[Start of Attachment]

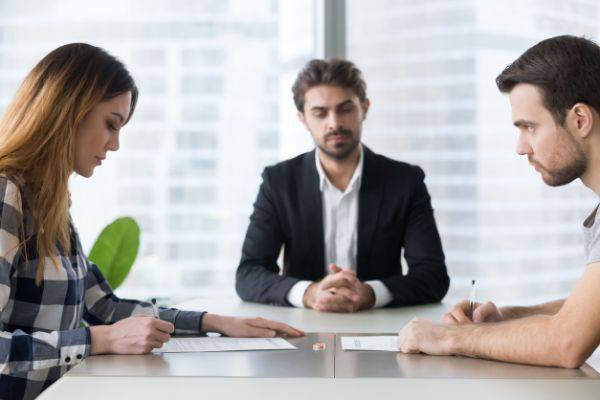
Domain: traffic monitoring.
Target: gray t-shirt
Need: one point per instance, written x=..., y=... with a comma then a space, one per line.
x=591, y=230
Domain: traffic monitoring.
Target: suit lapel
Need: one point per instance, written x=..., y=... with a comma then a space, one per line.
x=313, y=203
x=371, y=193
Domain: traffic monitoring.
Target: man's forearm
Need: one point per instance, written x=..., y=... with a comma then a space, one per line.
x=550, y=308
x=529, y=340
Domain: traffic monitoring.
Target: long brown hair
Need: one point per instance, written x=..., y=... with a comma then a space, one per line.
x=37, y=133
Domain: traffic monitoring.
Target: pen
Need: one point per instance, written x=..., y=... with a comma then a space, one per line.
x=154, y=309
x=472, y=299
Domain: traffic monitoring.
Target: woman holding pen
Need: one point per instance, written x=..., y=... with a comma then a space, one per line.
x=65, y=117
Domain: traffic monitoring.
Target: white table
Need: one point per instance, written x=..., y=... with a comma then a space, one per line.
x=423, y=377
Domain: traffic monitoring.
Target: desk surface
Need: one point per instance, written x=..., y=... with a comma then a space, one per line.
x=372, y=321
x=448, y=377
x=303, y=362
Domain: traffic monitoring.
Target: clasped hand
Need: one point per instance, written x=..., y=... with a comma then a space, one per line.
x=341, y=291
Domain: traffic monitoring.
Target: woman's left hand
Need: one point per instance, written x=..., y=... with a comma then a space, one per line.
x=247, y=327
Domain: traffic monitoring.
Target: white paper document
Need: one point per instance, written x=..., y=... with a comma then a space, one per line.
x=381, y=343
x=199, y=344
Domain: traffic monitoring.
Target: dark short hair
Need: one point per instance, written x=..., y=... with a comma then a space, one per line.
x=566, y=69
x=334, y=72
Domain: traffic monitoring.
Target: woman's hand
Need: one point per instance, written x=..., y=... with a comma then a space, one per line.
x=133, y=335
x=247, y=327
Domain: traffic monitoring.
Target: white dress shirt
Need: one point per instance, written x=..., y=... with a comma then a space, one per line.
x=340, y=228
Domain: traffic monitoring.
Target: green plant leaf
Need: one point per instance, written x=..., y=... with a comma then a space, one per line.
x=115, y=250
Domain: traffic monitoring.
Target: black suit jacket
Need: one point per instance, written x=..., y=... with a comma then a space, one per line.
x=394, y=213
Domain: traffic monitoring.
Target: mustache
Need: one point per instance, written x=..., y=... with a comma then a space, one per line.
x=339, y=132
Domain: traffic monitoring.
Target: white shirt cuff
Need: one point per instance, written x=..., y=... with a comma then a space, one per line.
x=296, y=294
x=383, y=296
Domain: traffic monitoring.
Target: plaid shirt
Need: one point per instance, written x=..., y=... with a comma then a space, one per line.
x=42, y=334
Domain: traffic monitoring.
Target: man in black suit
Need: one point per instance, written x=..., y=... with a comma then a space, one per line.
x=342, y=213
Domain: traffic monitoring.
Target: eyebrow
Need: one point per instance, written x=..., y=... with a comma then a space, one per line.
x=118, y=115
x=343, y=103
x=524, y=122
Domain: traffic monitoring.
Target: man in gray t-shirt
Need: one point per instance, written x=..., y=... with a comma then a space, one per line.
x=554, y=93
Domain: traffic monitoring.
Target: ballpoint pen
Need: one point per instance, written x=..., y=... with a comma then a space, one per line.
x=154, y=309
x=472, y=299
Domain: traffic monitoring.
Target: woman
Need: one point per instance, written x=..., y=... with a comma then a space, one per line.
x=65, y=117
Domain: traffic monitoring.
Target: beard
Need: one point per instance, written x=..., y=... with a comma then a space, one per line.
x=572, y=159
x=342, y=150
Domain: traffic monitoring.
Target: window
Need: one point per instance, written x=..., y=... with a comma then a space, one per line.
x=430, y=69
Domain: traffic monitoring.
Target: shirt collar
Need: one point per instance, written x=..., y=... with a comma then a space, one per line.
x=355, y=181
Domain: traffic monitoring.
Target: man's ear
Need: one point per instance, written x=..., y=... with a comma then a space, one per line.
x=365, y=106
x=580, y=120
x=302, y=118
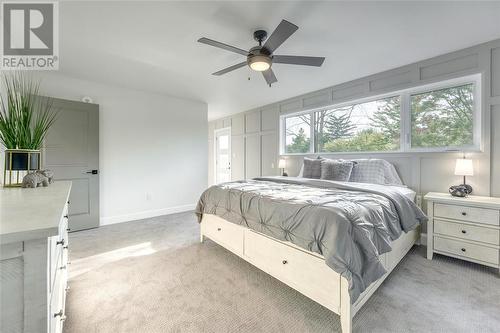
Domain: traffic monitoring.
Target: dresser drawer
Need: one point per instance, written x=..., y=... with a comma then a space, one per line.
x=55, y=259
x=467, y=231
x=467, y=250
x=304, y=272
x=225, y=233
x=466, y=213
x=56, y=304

[End of Attachment]

Copy exactly what appears from the line holding "Target: man's ear" to the end of the material, keeping both end lines. Pictures are not part of the copy.

Target: man's ear
Need: one point per instance, written x=..., y=... with a comma then a space, one per line.
x=365, y=106
x=580, y=120
x=302, y=118
Domain: traffic monitoring.
Target: dresser drawer
Need: one point per instance, written x=..., y=... with a comma then a space, one per line.
x=55, y=259
x=467, y=231
x=467, y=250
x=304, y=272
x=225, y=233
x=466, y=213
x=56, y=304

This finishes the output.